##### SELECTED EXCERPT #####

Free Internet! Wohoo!


Advertisement
Australia's flag
Oceania » Australia » Victoria » Melbourne » Ramsay Street
January 21st 2008
Published: January 28th 2008
Edit Blog Post

Hello folks! Bet you're all glad to hear from us, I can just imagine you all biting your nails, losing sleep, constantly wondering whether we made it to Adelaide or were stranded in the desert living with the Nullarbor Nymph and the kangeroos! (Google it:P) Well it's good news, we did make it to Adelaide and left Western Australia for the first time in a lot of months! We had a few adventures and many more hours of very boring driving - it's a bloody long drive and we did it in 3 days which is nothing for a trucker but a lot of driving hours for poor Ben!

Our first 2 days were pretty uneventful, no camel sightings but lots of dead kangaroos - the way the road trains charge down the road at nighttime poor little Kanga and Roo have absolutely no chance of hopping away intact. We stopped a few times on the 2nd day to look at the Great Australian Bight, apparently the longest line of sea cliffs in Australia - not quite the white cliffs of Dover though eh? Our big Nullarbor adventure came on the 3rd and last day (so close!) when, 7kms from a roadhouse (we had stopped to get me some bacon and eggs - yum!) when our car started flashing warning lights like a disco with very flashy lights. Our reliable old Smoky Belle had decided to bust her alternator belt (after we had had it replaced 2 weeks previously!). We stopped the car, hitchhiked back to the roadhouse and spent a pretty large sum of money getting the car towed back and fixed. But it was an adventure - after all the jokes we actually did break down on the Nullarbor!! But we made it, (now we are in Melbourne actually - I wrote that last bit a while ago:P).

It's been yonks since the last blog and we've been up to quite a lot since then so I'll give you the highlights, if you wanna see everything we've done look at the photos if we ever send them home, got a new camera for Chrissy so we've been rather snap happy since Perth! It's also only 3 months and a week until we grace ye olde Englande again so maybe we'll tell you about it face to face! Don't worry we'll try not to be boring:S! Everyone can take us out and buy us drinks when we get home hows about that - I don't think we're gonna have a penny to our names! I'm dying for a Kronenbourg but I reckon it might taste pretty rank after all these nice imitation English ale but actually more like a lager Aussie beers that we've become rather fond of! Soooo.... highlights!

#####

Set down word for word the part of the road-trip blog post that opens with the words containing "Hello folks! Bet" and closes with "for poor Ben!". The listing comes from a different source than the road-trip blog post.

##### LISTED ENTRIES #####

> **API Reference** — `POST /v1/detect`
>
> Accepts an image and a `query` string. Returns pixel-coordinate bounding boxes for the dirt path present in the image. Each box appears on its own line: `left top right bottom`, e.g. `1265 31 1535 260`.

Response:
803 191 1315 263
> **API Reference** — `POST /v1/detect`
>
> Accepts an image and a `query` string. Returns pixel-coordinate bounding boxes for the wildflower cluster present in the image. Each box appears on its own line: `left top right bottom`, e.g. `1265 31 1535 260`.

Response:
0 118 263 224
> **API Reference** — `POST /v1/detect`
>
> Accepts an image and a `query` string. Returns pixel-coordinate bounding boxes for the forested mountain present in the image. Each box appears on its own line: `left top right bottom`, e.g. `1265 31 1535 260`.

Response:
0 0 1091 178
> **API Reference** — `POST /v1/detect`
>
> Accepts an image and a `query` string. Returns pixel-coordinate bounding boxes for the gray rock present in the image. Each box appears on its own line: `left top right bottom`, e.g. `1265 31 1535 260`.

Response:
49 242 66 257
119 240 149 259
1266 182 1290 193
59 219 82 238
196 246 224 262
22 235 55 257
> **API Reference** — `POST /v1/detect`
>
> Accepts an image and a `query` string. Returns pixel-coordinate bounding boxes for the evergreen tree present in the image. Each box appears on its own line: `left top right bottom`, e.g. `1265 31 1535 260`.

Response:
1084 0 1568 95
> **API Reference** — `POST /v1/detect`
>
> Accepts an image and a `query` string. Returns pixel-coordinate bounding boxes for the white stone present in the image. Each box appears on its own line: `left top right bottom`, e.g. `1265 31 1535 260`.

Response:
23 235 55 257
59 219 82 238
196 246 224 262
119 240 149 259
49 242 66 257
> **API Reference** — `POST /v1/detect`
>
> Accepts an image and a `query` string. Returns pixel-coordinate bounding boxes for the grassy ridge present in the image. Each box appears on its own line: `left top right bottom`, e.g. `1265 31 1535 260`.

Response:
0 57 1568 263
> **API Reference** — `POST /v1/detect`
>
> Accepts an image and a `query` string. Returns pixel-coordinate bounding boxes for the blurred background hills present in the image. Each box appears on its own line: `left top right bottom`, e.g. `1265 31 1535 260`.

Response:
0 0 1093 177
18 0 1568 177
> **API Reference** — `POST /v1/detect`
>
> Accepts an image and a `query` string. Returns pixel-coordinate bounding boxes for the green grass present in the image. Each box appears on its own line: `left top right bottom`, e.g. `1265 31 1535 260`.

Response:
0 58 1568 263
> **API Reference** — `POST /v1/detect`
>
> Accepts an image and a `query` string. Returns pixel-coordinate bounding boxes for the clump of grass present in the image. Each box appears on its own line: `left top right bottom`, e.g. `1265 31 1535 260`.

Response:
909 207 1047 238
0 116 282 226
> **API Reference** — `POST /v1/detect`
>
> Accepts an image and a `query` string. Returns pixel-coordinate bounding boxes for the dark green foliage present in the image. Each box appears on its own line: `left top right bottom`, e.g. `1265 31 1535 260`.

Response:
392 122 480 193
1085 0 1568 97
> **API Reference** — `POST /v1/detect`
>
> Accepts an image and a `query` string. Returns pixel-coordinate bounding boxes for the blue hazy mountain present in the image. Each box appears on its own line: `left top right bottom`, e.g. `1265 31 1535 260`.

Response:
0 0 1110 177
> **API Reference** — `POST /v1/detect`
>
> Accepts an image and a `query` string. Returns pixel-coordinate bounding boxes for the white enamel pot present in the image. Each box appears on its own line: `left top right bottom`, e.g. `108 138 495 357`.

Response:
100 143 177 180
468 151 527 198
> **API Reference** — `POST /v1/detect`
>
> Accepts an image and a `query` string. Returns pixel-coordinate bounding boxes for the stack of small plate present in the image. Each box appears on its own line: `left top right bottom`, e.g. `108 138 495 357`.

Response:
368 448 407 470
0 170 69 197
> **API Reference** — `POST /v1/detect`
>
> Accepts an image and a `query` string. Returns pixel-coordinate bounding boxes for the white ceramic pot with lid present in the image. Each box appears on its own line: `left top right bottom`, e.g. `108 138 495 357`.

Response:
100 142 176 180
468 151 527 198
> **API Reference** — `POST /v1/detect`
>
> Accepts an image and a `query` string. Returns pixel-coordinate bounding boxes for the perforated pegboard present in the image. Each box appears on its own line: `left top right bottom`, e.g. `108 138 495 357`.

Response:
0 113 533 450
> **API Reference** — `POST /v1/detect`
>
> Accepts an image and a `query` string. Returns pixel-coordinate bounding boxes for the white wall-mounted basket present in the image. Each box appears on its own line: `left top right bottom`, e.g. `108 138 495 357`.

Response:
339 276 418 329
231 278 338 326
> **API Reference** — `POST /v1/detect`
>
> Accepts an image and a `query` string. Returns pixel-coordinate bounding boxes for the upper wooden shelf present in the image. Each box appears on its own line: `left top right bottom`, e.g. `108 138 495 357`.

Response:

#####

▶ [ANSWER BELOW]:
Hello folks! Bet you're all glad to hear from us, I can just imagine you all biting your nails, losing sleep, constantly wondering whether we made it to Adelaide or were stranded in the desert living with the Nullarbor Nymph and the kangeroos! (Google it:P) Well it's good news, we did make it to Adelaide and left Western Australia for the first time in a lot of months! We had a few adventures and many more hours of very boring driving - it's a bloody long drive and we did it in 3 days which is nothing for a trucker but a lot of driving hours for poor Ben!